_Task requirements_: Copy out each line in the listing below where the word "loader" appears.

── Provided material

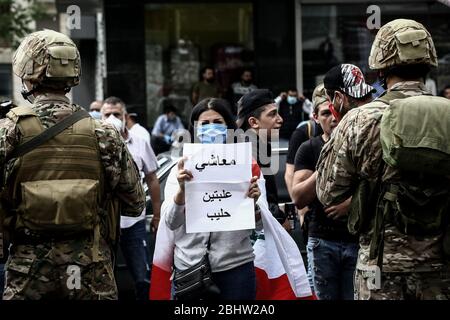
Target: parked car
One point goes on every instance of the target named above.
(166, 162)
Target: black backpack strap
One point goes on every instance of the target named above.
(48, 134)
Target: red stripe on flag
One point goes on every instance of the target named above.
(275, 289)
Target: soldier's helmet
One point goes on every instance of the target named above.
(402, 42)
(48, 58)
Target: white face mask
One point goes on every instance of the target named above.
(117, 123)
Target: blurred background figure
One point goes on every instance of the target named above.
(239, 88)
(207, 87)
(164, 128)
(135, 128)
(446, 92)
(133, 237)
(294, 108)
(94, 109)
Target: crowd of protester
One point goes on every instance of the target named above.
(321, 172)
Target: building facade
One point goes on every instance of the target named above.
(150, 53)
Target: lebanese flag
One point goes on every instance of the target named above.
(280, 272)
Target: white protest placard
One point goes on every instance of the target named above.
(216, 196)
(212, 207)
(219, 162)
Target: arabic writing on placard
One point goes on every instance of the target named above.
(218, 215)
(216, 197)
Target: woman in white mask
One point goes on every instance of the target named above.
(230, 253)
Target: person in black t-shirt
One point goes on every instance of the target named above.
(257, 112)
(332, 250)
(304, 131)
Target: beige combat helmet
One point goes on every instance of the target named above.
(402, 42)
(48, 58)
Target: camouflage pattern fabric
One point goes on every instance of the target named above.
(354, 152)
(40, 271)
(46, 271)
(401, 42)
(405, 286)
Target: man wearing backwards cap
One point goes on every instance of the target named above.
(346, 88)
(258, 112)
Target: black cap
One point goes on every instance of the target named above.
(349, 79)
(252, 101)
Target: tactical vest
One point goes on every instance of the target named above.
(414, 134)
(56, 189)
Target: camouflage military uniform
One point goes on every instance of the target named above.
(39, 271)
(413, 267)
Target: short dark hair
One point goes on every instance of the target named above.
(331, 92)
(218, 105)
(447, 87)
(169, 108)
(203, 70)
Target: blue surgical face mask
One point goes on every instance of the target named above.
(96, 115)
(212, 133)
(292, 100)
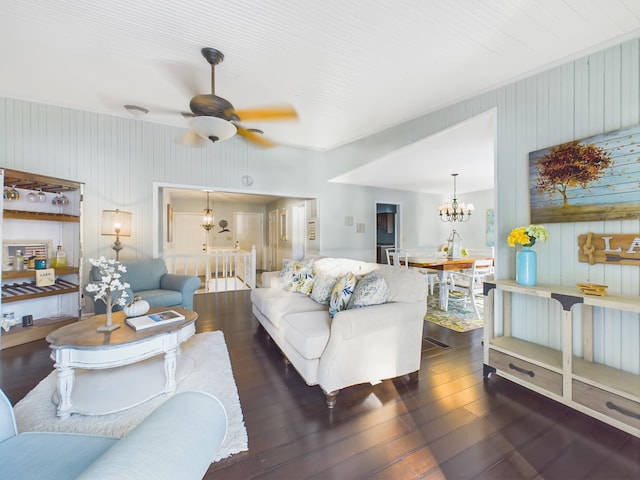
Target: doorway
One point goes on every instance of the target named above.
(249, 231)
(387, 229)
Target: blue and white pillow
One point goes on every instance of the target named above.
(302, 279)
(370, 290)
(322, 287)
(341, 293)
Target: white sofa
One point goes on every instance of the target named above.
(359, 345)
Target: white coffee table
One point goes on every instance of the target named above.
(102, 373)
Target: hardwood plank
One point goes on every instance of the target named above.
(451, 424)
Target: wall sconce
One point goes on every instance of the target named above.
(116, 223)
(208, 220)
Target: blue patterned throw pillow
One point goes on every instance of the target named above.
(370, 290)
(302, 278)
(341, 293)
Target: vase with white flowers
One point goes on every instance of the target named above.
(526, 259)
(111, 289)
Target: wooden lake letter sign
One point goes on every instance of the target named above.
(617, 249)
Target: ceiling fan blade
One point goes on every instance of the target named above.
(284, 112)
(255, 137)
(192, 139)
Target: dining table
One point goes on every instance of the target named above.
(442, 266)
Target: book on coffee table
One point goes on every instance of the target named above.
(151, 320)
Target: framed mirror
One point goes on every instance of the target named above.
(282, 215)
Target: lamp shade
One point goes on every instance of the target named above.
(116, 222)
(213, 128)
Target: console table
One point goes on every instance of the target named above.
(120, 369)
(603, 392)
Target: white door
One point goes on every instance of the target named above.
(298, 231)
(188, 235)
(249, 231)
(273, 241)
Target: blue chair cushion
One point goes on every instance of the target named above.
(50, 456)
(145, 274)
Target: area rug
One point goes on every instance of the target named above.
(212, 374)
(459, 317)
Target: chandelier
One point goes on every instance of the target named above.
(207, 217)
(455, 212)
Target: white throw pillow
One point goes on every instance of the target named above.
(341, 293)
(322, 287)
(370, 290)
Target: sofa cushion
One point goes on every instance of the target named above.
(275, 302)
(370, 290)
(341, 266)
(161, 298)
(322, 287)
(341, 293)
(308, 332)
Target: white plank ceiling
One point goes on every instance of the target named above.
(351, 69)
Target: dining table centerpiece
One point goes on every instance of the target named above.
(526, 257)
(111, 289)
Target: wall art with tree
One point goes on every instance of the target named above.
(597, 178)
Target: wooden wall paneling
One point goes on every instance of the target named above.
(612, 89)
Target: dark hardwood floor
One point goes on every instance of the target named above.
(451, 424)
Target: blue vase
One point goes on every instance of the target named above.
(526, 267)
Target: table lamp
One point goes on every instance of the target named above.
(116, 223)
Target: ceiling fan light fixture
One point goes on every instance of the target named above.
(136, 110)
(213, 128)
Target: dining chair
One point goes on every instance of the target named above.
(396, 257)
(469, 284)
(431, 277)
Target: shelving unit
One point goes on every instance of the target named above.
(48, 223)
(601, 391)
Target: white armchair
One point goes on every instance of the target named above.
(469, 283)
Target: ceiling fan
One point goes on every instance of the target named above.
(216, 119)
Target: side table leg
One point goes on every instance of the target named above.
(66, 379)
(170, 365)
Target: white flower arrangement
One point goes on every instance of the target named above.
(110, 273)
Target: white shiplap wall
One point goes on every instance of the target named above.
(119, 159)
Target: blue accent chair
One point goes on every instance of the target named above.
(150, 280)
(179, 439)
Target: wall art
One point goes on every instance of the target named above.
(596, 178)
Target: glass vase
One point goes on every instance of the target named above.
(526, 267)
(108, 326)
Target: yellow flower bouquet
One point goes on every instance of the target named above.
(527, 236)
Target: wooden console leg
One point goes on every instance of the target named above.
(330, 398)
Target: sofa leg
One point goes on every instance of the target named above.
(330, 398)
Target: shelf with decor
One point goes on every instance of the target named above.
(570, 373)
(47, 211)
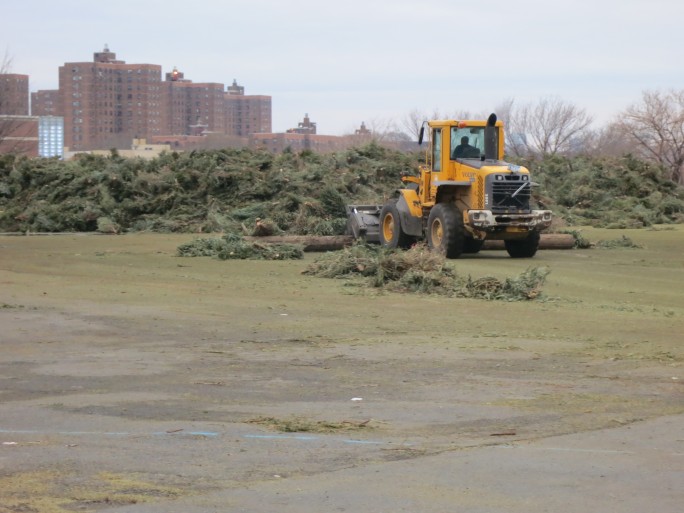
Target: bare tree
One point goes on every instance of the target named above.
(655, 126)
(412, 122)
(549, 127)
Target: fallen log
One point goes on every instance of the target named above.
(311, 243)
(314, 243)
(546, 241)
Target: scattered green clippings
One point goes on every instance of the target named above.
(234, 247)
(422, 271)
(302, 425)
(622, 242)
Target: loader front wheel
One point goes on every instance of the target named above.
(391, 234)
(445, 230)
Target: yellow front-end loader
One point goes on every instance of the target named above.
(463, 195)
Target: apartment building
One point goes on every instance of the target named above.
(46, 102)
(246, 114)
(14, 95)
(106, 103)
(194, 108)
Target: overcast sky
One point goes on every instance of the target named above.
(344, 62)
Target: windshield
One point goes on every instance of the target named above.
(467, 143)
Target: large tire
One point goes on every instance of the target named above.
(523, 248)
(391, 233)
(445, 232)
(471, 245)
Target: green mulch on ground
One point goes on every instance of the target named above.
(420, 270)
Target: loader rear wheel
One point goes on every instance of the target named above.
(391, 234)
(445, 231)
(523, 248)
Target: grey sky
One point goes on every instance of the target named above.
(373, 61)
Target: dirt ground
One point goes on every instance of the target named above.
(132, 378)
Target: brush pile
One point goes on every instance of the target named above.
(422, 271)
(304, 193)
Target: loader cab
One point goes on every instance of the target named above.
(454, 143)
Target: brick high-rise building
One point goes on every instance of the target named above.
(193, 108)
(14, 95)
(46, 102)
(246, 114)
(107, 103)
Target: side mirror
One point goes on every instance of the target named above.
(490, 138)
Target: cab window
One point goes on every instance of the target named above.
(467, 142)
(437, 149)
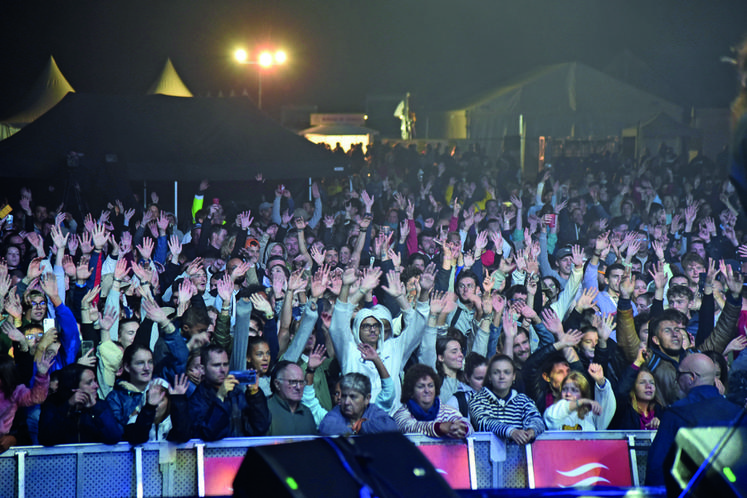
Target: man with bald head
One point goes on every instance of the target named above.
(701, 405)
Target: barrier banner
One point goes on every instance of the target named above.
(451, 461)
(563, 463)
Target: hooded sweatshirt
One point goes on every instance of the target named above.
(393, 351)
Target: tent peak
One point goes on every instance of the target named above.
(169, 83)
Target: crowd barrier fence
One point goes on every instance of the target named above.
(198, 468)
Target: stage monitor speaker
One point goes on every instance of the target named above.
(389, 464)
(727, 475)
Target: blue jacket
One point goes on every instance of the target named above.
(240, 414)
(376, 420)
(124, 401)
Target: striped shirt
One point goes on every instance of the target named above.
(488, 412)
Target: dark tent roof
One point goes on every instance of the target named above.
(158, 137)
(664, 126)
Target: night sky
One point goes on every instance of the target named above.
(342, 50)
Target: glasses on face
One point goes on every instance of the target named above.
(672, 331)
(368, 327)
(680, 373)
(294, 382)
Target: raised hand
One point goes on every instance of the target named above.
(72, 244)
(578, 256)
(87, 359)
(260, 303)
(58, 239)
(586, 300)
(368, 201)
(316, 357)
(143, 273)
(86, 243)
(659, 276)
(570, 338)
(394, 287)
(438, 302)
(109, 317)
(317, 256)
(99, 236)
(428, 277)
(297, 282)
(319, 281)
(146, 248)
(596, 372)
(627, 284)
(225, 288)
(552, 322)
(128, 214)
(606, 326)
(48, 283)
(371, 277)
(155, 395)
(180, 386)
(154, 312)
(734, 279)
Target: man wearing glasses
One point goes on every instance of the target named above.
(701, 406)
(290, 417)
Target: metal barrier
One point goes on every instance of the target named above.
(162, 469)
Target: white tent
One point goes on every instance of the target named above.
(169, 83)
(45, 93)
(345, 134)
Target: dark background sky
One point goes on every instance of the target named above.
(341, 50)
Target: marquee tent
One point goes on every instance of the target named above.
(46, 92)
(345, 134)
(159, 137)
(169, 83)
(561, 100)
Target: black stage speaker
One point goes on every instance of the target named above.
(727, 474)
(381, 465)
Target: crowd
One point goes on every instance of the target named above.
(436, 292)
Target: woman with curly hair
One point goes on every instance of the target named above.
(423, 412)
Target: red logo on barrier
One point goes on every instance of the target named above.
(451, 461)
(581, 463)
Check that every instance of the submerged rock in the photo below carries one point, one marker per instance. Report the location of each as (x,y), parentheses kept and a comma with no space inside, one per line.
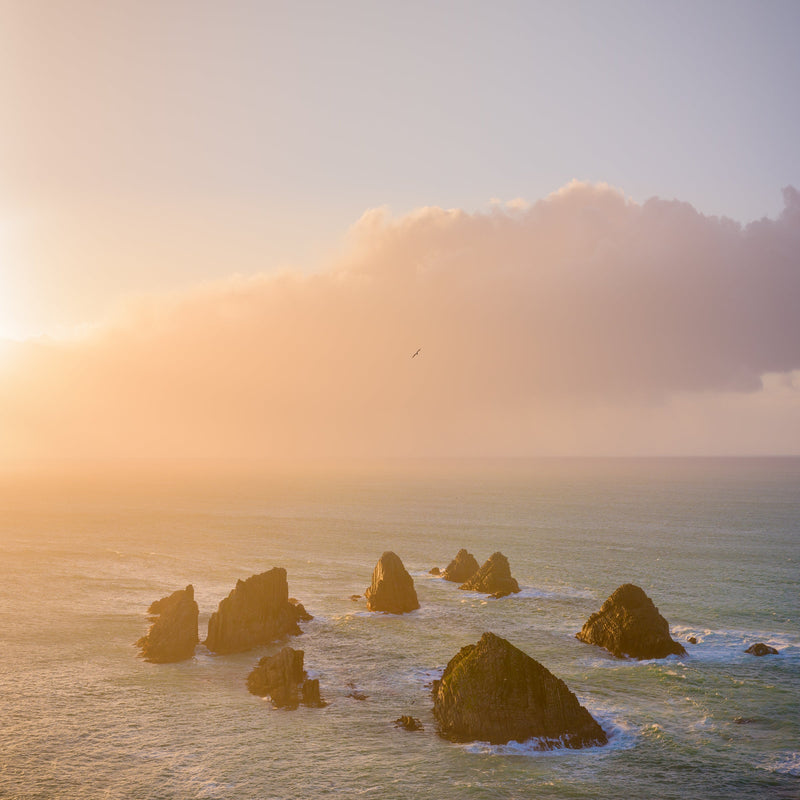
(408,723)
(493,578)
(282,678)
(761,649)
(173,634)
(461,568)
(392,588)
(493,692)
(628,624)
(256,612)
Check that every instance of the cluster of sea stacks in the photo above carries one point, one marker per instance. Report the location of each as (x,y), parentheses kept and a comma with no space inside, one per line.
(493,578)
(490,691)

────

_Output for this task_:
Target: loader front wheel
Target: yellow front-end loader
Target: loader rear wheel
Target: loader cab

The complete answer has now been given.